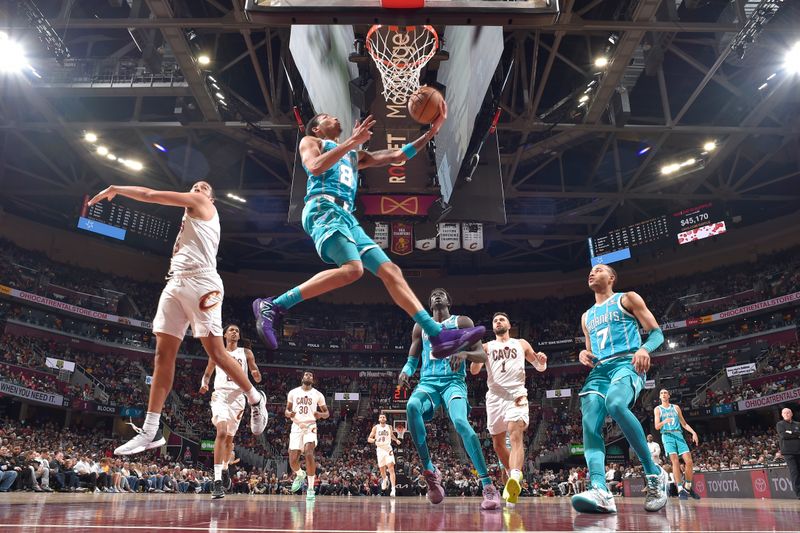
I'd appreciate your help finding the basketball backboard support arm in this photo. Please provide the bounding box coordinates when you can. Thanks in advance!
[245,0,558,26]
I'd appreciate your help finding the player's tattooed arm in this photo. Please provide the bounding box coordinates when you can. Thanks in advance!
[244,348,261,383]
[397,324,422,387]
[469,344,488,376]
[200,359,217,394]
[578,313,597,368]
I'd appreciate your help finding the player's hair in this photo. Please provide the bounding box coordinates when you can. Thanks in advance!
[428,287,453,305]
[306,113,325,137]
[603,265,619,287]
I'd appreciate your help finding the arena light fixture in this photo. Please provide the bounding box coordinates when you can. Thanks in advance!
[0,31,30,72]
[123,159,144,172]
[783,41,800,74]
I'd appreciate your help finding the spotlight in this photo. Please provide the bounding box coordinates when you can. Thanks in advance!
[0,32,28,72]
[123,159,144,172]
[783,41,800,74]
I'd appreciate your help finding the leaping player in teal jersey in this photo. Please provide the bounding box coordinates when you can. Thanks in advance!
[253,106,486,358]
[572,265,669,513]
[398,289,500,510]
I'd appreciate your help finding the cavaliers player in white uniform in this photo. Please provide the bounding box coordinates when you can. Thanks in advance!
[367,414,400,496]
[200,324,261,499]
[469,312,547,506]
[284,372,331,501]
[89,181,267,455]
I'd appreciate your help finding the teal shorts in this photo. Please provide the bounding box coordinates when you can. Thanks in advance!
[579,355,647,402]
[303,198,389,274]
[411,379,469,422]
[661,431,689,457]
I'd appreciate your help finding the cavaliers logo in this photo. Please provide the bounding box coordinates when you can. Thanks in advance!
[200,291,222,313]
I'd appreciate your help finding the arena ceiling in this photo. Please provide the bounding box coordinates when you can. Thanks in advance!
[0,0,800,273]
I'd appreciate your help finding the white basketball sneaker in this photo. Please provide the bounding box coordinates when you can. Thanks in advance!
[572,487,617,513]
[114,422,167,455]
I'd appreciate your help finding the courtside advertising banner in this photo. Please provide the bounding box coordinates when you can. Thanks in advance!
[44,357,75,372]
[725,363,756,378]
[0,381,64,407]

────

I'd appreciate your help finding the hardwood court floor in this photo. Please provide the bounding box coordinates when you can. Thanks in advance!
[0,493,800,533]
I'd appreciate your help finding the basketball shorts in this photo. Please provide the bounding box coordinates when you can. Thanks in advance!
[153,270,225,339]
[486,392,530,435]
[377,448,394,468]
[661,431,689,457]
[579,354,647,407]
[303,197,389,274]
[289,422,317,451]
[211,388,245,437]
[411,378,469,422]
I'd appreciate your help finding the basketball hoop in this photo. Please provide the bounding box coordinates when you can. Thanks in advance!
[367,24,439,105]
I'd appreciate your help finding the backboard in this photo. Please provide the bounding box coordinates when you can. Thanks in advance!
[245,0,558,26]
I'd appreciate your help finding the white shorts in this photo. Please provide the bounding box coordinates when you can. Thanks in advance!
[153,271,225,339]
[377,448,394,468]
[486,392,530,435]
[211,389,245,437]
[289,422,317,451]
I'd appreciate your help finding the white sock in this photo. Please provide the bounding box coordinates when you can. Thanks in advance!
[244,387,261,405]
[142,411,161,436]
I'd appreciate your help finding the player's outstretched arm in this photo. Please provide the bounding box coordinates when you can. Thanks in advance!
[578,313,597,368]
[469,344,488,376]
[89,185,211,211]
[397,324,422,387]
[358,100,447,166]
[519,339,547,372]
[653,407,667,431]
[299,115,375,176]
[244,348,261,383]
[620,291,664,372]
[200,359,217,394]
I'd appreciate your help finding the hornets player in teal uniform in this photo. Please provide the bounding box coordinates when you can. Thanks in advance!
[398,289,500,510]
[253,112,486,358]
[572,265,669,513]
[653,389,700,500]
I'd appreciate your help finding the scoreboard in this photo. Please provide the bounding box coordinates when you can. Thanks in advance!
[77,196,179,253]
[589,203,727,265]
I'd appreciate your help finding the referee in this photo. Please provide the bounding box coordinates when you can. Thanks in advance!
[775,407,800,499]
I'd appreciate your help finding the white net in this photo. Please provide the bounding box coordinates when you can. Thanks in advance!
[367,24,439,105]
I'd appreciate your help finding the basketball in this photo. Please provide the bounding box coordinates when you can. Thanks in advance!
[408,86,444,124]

────

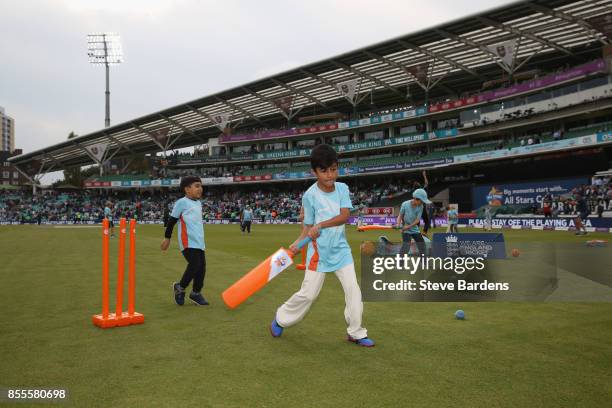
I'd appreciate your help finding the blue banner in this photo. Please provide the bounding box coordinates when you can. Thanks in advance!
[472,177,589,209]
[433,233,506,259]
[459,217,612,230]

────

What this task involves => In the items above, how many lines contain the string "backboard", matching case exactly? Reply with the number alone.

Solution to this problem => 2